▶ **Passage shown**
* * * * * * *
It said that later that same session, Pakistan`s government took another giant leap backward for fundamental human rights and religious freedom. The "Apostasy Act 2006" draft bill was sent to the National Assembly by the opposition MMA.
Gen. Pervez Musharraf`s ruling government did not oppose the bill, and it was sent to standing committee. If passed the Apostasy Act would sentence Muslim men to death for committing "apostasy" (leaving Islam and converting to Christianity or another religious faith), and Muslim women to life in prison, it feared.
The release also made mention of the bill's high and low lights which included Section 4 which states that apostasy may be proven either by the accused "confessing" to the offense, or by the testimony of two adult witnesses. Unfortunately in some Pakistani courts non-Muslims are prohibited from testifying, and throughout Pakistan police are notorious for forcing confessions under brutal torture, it said.
Section 5: states that the apostate should be given at least 3 days, and as many as 30 to return to Islam. If he refuses, he will be sentenced to death. Section 6: states that even where the apostate returns to Islam, the Judge can sentence him to up to 2 years imprisonment "for the original crime." The accused faces prison for leaving and returning to Islam up to 3 times. Upon the 4th offense, however, a death sentence is mandated regardless of whether the apostate returns to Islam.
Section 8: proposes the suspension of all the apostate`s property rights and even rights of apostates to their own children. If an accused male is sentenced to death, his property will be transferred to Muslim heirs. The rights of a female apostate will remain suspended until either she repents and returns to Islam, or until her death.
Section 9: states that apostates lose custody of any minor children in their care or guardianship - including their biological children. The children are awarded to Muslim relatives.
It said the draft bill has been denounced by many in the religious community, including the Archbishop of Lahore, and would clearly solidify Pakistan`s position as one of the world`s worst violators of fundamental human rights and religious freedom.
"This situation is unfortunate and sad and this bill is contrary to the principle of freedom of choice. Because international human rights charters give every individual the right to change his or her religion according to his or her conscience, we hope and pray that this bill will not be passed", it quoted Archbishop Lawrence John Saldanha, head of National Commission for Justice and Peace and chairman of the Pakistan Catholic Bishops` Conference as saying.
* * * * * * *
▶ **Record set**
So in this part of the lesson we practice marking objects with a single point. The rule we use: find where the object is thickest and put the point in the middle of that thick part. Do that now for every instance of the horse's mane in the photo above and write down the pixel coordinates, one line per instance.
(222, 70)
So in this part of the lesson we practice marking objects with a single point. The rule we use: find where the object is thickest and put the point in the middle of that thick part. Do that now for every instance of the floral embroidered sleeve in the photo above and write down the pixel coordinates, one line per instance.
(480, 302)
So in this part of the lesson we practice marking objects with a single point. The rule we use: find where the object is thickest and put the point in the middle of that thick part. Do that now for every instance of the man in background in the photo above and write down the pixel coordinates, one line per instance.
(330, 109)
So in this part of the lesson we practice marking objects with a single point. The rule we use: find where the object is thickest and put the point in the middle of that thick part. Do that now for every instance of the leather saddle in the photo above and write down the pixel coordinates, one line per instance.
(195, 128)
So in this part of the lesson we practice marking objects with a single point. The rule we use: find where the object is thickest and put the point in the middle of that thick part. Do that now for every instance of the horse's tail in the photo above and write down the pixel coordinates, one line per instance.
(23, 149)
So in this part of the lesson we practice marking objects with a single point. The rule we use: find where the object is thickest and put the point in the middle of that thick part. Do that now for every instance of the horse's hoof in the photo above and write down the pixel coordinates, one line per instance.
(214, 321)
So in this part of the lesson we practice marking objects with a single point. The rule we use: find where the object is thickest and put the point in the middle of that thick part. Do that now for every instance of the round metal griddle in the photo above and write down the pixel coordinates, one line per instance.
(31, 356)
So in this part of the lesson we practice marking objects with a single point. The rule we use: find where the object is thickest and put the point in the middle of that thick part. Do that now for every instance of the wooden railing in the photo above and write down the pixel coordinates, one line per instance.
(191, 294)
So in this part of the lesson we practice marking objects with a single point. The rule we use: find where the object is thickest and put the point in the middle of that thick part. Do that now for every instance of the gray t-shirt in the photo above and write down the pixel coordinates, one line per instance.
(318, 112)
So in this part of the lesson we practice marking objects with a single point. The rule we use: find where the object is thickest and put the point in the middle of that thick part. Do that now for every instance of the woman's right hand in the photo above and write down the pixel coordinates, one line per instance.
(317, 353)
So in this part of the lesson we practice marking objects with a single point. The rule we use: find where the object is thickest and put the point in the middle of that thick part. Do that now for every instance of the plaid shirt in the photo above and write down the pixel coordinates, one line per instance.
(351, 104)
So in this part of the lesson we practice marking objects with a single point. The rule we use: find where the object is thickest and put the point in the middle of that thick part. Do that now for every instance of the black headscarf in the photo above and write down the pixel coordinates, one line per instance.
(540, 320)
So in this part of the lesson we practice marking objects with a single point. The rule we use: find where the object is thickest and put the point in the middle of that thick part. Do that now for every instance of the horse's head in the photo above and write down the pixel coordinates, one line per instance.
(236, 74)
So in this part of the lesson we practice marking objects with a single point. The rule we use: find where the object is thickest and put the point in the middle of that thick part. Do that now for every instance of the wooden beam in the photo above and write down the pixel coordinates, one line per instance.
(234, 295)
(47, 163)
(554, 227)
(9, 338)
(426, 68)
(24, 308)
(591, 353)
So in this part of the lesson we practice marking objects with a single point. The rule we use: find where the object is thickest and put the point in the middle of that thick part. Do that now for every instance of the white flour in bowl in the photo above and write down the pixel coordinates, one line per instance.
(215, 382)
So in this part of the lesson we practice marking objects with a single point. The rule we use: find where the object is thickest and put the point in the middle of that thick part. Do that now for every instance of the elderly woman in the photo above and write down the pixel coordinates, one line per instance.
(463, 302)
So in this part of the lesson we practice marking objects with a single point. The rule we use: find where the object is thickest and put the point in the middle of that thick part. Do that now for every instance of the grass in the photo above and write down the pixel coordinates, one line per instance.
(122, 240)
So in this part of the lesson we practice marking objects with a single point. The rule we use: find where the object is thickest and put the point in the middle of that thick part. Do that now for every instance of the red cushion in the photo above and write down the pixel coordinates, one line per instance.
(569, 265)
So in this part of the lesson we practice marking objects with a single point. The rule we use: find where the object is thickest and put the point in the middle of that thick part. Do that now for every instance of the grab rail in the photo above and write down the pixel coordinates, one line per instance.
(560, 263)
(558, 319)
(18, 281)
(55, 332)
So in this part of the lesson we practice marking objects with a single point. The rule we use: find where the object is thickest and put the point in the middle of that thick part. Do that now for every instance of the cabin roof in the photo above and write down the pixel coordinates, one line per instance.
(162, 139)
* * * * * * *
▶ **List of tasks**
**a)** Revise the passage on Pakistan's apostasy bill from "Section 8: proposes" down to "to Muslim relatives.", putting "assets" wherever "property" appears.
**b)** Under Section 4 of the bill described in the passage on Pakistan's apostasy bill, what testimony may prove apostasy besides a confession?

▶ **Solved problems**
**a)**
Section 8: proposes the suspension of all the apostate`s assets rights and even rights of apostates to their own children. If an accused male is sentenced to death, his assets will be transferred to Muslim heirs. The rights of a female apostate will remain suspended until either she repents and returns to Islam, or until her death.
Section 9: states that apostates lose custody of any minor children in their care or guardianship - including their biological children. The children are awarded to Muslim relatives.

**b)** The testimony of two adult witnesses.